▶ [Job]: Reproduce word for word the lines of the data from the one containing "bench on this basis." through the end of the data, inclusive.

▶ [Extracted records]:
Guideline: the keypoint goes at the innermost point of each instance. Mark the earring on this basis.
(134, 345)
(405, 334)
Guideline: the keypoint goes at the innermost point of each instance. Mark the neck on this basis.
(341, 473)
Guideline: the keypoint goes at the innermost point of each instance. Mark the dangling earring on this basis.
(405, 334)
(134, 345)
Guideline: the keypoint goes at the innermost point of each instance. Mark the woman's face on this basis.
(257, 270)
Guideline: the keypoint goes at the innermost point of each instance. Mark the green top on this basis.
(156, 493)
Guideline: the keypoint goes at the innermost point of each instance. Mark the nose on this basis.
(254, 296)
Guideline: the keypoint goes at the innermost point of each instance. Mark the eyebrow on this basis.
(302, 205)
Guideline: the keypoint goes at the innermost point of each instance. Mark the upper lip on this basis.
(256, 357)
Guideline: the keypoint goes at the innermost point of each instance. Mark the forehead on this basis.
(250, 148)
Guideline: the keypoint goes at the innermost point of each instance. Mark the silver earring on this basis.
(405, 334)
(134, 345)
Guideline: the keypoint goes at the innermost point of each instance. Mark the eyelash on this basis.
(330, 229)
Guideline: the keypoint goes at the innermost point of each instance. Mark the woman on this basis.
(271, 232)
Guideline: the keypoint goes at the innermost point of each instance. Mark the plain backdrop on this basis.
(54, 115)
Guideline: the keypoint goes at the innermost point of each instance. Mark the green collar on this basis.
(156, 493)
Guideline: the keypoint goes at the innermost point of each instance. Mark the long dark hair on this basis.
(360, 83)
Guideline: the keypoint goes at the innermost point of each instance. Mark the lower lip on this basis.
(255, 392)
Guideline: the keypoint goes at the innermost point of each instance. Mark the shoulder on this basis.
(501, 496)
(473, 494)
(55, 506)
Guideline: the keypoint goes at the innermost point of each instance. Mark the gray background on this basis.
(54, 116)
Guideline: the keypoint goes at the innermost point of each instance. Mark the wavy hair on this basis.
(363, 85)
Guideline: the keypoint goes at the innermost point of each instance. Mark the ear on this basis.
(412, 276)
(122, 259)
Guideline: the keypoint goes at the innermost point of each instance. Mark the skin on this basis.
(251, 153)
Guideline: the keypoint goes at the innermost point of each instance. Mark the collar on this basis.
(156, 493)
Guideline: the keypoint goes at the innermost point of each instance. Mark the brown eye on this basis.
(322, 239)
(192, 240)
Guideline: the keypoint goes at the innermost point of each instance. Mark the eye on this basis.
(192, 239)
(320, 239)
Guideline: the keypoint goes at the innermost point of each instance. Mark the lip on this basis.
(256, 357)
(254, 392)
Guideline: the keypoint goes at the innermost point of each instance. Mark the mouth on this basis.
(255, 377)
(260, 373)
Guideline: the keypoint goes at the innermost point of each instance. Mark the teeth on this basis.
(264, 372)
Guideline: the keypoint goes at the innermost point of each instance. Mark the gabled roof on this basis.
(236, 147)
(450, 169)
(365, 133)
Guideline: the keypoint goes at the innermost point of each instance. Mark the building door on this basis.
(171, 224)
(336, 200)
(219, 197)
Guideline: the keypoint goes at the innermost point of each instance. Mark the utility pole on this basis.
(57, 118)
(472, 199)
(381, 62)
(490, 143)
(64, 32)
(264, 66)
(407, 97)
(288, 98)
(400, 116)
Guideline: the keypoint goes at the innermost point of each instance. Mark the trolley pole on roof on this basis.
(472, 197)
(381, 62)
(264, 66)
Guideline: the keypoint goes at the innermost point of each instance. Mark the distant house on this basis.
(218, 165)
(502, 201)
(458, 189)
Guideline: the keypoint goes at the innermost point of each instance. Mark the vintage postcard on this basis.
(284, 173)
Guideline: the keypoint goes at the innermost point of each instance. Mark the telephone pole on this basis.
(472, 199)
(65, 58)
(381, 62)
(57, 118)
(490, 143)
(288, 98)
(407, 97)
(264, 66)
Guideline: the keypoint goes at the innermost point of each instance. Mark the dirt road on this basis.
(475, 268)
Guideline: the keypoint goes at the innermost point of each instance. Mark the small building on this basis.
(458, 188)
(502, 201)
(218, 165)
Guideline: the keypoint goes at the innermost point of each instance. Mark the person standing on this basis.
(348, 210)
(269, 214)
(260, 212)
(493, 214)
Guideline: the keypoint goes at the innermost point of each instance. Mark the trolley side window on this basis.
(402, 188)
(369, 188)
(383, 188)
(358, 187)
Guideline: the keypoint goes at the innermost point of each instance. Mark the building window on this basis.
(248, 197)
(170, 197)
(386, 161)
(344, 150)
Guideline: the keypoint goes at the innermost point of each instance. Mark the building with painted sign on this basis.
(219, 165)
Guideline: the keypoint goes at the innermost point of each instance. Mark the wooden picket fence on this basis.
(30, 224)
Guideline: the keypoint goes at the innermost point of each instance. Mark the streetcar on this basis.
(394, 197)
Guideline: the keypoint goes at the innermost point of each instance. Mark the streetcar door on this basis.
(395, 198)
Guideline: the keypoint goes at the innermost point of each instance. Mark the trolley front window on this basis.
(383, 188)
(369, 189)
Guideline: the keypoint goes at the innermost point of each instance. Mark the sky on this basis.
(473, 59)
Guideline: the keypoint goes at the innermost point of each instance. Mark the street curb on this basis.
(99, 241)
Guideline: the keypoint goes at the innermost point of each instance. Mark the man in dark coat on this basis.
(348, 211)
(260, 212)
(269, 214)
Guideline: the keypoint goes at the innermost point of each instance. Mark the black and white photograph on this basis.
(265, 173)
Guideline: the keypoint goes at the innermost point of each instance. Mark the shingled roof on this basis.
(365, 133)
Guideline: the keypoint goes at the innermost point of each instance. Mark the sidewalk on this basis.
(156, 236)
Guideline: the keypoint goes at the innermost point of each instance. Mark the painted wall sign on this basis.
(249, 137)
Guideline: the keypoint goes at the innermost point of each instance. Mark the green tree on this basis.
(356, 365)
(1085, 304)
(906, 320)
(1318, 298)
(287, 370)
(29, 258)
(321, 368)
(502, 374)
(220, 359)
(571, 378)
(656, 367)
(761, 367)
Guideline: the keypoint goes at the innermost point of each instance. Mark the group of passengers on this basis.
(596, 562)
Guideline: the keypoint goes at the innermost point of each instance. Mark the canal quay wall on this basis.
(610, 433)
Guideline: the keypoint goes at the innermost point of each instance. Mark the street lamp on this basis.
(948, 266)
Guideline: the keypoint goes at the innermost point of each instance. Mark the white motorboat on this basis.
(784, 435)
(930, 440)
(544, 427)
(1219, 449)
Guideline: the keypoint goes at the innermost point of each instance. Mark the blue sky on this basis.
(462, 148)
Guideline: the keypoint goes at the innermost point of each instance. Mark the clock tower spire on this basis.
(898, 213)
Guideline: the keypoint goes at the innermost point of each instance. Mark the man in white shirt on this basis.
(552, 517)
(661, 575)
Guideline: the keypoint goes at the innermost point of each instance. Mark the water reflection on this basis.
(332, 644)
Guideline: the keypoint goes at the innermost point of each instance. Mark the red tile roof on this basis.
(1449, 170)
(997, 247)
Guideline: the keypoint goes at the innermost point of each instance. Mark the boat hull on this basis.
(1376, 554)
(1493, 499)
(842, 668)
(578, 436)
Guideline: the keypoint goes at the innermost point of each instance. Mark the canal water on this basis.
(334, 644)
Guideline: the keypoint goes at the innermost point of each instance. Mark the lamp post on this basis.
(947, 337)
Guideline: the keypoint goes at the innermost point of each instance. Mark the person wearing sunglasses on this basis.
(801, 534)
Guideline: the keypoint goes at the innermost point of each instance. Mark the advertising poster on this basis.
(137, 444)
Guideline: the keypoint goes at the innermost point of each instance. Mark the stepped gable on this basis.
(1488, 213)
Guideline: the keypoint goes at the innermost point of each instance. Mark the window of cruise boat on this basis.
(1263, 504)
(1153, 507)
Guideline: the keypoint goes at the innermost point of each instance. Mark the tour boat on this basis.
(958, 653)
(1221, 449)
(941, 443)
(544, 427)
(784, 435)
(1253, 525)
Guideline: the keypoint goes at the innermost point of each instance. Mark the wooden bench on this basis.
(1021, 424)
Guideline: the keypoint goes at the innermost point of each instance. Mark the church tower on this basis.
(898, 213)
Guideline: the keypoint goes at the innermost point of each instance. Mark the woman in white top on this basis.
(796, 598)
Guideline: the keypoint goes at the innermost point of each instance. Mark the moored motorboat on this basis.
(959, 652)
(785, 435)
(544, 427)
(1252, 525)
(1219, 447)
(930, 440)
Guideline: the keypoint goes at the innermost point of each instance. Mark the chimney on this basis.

▶ [Worked answer]:
Guideline: the keypoint goes at the innermost point of each instance. Mark the wooden bench on this basis.
(1021, 424)
Guideline: the keypoint goes at the innermost point of each instance. Mark the church tower on this basis.
(898, 213)
Guideline: the keypoint goes at the innermost point of each instance. Mark the woman in white top on this basis.
(796, 598)
Guideline: the keypoint goes at the innermost point of each instance. Mark the moored motorboat on this basis.
(959, 652)
(785, 435)
(544, 427)
(1252, 525)
(1219, 447)
(930, 440)
Guideline: the keypoint goes at the innermost point of each instance. Mark the chimney on this basis.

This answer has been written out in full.